- SOURCE TEXT:
=-=-=-=-=

The security cabinet issued a veiled warning of pending IDF strikes against Iranian and Hamas targets when it met amid a terror wave on Tuesday.
“The security cabinet made a series of decisions to strike at the terrorists and whoever dispatches them,” Prime Minister Benjamin Netanyahu’s Office said after the closed-door meeting, whose details are withheld from the public.
It “authorized the prime minister and the defense minister to act accordingly,” the Prime Minister’s Office said after the meeting.
It did so after three Israelis were killed and one was seriously wounded in two separate terror attacks on Saturday and Monday.
Is the Palestinian wave of terror linked to Iran?
For Israel, this terror wave is directly linked to growing military tensions with Tehran, which it believes is exploiting the Israeli-Palestinian conflict — particularly by strengthening Hamas — to open a new front against Israel and to retaliate against it for its aerial attacks against Iranian-based targets in Syria.
“This is why we have seen an increase in terror attacks,” National Security Security Adviser Tzahi Hanegbi told Army Radio on Tuesday.
In the aftermath of Monday’s attack, Netanyahu and Defense Minister Yoav Gallant took the unusual move of visiting the site of the attack, which took place on the edge of the remote South Hebron Hill region of the West Bank.
Netanyahu and Gallant warned that Iran and its proxies were behind the terror wave, with the prime minister issuing a statement similar to that of the one from Tuesday’s security cabinet meeting.

=-=-=-=-=

- RECORDS:

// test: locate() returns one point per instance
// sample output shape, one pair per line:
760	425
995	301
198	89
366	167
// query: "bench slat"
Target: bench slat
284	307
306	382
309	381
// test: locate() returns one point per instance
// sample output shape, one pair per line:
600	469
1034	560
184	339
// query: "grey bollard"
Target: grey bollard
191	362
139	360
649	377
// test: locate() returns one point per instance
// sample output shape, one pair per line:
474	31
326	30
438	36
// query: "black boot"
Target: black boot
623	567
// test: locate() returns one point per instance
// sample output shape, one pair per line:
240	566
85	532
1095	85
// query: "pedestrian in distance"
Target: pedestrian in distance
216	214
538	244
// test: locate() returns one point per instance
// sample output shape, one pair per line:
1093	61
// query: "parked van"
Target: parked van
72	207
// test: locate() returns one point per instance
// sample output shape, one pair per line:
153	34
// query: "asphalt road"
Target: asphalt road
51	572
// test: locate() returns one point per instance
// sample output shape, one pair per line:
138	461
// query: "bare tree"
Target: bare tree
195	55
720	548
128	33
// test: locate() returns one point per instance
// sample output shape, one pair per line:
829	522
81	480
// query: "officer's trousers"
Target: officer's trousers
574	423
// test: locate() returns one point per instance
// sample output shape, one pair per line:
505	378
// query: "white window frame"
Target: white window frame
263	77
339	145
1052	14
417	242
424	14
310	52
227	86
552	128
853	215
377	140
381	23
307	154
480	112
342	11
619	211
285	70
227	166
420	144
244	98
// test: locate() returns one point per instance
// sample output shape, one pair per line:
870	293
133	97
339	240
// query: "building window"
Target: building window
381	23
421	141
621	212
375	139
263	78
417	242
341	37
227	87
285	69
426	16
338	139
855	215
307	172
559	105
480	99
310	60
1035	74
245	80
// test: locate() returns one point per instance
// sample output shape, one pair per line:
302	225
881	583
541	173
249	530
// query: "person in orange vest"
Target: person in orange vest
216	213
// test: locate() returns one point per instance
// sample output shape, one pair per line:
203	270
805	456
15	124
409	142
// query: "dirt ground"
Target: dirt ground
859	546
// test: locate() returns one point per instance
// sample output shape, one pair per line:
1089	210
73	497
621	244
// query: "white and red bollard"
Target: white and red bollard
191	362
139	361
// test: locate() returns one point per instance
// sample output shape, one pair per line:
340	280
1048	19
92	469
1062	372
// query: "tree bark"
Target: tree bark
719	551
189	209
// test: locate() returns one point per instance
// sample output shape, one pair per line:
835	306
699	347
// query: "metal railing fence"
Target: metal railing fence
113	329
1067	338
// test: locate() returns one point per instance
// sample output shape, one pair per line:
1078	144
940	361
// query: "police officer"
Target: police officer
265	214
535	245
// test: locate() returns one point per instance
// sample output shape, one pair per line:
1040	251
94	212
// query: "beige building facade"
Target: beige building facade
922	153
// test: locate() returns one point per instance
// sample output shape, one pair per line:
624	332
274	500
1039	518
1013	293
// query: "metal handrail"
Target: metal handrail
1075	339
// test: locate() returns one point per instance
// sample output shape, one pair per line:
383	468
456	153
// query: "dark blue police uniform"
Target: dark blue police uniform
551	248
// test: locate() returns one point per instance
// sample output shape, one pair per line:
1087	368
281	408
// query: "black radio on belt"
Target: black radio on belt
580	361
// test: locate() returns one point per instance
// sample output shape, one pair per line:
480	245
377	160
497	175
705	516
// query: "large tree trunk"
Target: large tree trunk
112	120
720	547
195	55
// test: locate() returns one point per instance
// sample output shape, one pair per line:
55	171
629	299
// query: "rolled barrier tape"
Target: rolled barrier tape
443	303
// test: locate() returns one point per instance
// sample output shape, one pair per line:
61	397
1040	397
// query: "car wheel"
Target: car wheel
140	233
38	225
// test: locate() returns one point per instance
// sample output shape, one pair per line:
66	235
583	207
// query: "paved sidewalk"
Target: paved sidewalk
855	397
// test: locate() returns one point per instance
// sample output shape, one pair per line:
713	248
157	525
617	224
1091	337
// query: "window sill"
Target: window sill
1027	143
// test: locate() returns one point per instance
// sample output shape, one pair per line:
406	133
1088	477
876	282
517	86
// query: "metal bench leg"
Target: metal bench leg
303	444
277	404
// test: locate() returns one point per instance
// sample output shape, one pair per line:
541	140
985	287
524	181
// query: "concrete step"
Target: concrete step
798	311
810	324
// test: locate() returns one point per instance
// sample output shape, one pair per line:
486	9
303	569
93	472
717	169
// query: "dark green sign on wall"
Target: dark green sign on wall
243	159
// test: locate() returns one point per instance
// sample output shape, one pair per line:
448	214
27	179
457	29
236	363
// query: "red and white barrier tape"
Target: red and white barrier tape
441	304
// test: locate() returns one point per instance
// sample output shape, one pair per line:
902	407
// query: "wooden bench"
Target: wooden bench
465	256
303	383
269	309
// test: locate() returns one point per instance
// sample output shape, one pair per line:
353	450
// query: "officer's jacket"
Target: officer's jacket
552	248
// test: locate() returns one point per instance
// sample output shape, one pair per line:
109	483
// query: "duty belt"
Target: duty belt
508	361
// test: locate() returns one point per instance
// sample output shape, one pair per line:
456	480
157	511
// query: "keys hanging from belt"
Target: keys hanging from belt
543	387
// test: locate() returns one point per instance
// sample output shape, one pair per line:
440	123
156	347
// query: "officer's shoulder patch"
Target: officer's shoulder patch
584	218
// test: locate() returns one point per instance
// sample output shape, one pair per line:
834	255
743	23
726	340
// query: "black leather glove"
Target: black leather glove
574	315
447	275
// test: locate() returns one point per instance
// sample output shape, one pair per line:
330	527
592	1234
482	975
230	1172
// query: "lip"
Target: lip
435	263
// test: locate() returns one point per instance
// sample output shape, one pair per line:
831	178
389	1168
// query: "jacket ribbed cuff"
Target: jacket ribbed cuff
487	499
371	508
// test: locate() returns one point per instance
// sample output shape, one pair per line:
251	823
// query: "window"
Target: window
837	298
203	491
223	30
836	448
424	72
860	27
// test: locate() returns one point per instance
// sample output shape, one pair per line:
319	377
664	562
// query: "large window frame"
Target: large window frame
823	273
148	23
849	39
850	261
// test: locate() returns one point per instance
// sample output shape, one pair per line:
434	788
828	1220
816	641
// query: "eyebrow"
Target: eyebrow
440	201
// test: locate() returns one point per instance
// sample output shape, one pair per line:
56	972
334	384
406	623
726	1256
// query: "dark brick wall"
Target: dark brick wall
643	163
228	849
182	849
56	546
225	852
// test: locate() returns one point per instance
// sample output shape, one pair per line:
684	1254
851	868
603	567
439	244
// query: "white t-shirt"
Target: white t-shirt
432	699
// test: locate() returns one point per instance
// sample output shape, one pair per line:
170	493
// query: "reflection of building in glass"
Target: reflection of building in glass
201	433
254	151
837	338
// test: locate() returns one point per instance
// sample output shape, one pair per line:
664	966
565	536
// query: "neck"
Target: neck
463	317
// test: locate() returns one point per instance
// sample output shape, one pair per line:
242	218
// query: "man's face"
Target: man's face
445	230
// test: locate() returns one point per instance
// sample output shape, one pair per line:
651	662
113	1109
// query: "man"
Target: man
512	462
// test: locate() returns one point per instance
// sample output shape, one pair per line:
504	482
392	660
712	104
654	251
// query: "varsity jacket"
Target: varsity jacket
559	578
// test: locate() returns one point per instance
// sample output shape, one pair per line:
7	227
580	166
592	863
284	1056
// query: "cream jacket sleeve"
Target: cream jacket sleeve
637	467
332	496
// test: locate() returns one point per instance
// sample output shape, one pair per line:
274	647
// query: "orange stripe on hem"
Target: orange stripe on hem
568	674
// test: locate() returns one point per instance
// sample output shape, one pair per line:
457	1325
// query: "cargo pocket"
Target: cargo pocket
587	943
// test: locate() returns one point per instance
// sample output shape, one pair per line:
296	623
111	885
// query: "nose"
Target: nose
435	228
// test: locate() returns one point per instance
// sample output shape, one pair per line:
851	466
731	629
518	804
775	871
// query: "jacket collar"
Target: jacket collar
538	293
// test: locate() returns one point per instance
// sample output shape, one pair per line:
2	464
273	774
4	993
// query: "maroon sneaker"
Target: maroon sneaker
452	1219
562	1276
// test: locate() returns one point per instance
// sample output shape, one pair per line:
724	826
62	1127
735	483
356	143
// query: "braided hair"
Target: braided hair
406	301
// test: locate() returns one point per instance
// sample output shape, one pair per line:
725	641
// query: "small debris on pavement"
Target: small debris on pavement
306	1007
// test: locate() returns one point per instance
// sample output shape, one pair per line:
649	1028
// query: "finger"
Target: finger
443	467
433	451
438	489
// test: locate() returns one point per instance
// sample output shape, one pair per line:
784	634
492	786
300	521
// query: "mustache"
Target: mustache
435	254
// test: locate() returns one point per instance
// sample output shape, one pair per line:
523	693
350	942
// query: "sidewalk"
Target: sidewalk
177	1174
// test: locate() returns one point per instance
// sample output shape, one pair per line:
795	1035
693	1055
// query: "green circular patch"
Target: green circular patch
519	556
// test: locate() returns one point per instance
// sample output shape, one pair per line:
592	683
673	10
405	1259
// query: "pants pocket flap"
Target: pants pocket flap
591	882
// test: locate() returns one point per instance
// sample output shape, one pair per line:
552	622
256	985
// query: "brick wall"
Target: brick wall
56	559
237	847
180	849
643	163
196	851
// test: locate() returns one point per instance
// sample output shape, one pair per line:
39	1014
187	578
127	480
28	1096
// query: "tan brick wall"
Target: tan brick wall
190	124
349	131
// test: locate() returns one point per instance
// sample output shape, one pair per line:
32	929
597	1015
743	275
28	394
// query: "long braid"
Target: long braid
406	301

=-=-=-=-=

- SHORT TASK A: Render this sentence from the security cabinet article above into Spanish: "The security cabinet issued a veiled warning of pending IDF strikes against Iranian and Hamas targets when it met amid a terror wave on Tuesday."
- SHORT TASK B: Please write what comes next in the security cabinet article, picking up after its last sentence.

- WRITTEN REPLY A: El gabinete de seguridad emitió una advertencia velada de inminentes ataques de las FDI contra objetivos iraníes y de Hamás cuando se reunió en medio de una ola de terror el martes.

- WRITTEN REPLY B:
“We are using means, and we will use yet more, both offensive and defensive, to settle accounts with the murderers and those who dispatch them, near and far,” Netanyahu said.
With an eye to the region, Israeli late on Monday launched missiles targeting the vicinity of Syria's Damascus that left one Syrian soldier injured and "caused some material damage," the Syrian state news agency SANA reported
Strategically Israel carries out attacks against what it has described as Iran-linked targets in Syria, to prevent Tehran's growing entrenchment in that war-torn country.
With an eye toward increasing its ability to attack Israel, Iranian state media reported Tuesday that the Islamic Republic had built an advanced homemade drone named Mohajer-10 with an enhanced flight range and duration as well as a greater payload that has the capacity to attack Israel.
Hanegbi said that the security cabinet would discuss the issues facing Israel, particularly Iran and Hamas.
Hanegbi said that Iran is frustrated by its limited ability to push back at Israel’s decade-long policy of attacking Iranian military targets in Syria.
Tehran can’t respond directly from Syria or from Iran, he said. It, therefore, decided to finance and arm the Palestinian Islamic Jihad and Hamas to act against Israel, Hanegbi said.
“Iran is funding and arming and in general funneling its power into the area and Hamas is spearheading terrorism in the West Bank,” Hanegbi said.
This has made weapons, particularly guns, more available for terror groups, he said.
“We have said that we will settle accounts with the ‘dispatchers’ [of terror] and I have detailed where the ‘dispatchers are — in Gaza and in Iran,” he said.
The security cabinet met as settler leaders and a number of right-wing politicians have called for an expanded military operation in the West Bank, such as Operation Defensive Shield in 2002, to route out terror, as well as for the IDF to take steps to increase security on the roads.
A number of the main leaders of the Yesha Council gathered outside the Prime Minister’s Office on Tuesday to call for such a campaign.
Samaria Regional Council head Yossi Dagan said, “We demand the immediate launch of a comprehensive military operation… all over Judea and Samaria and wherever necessary. There is no magic in the war on terror. This is what worked last time and this is also what will work now.”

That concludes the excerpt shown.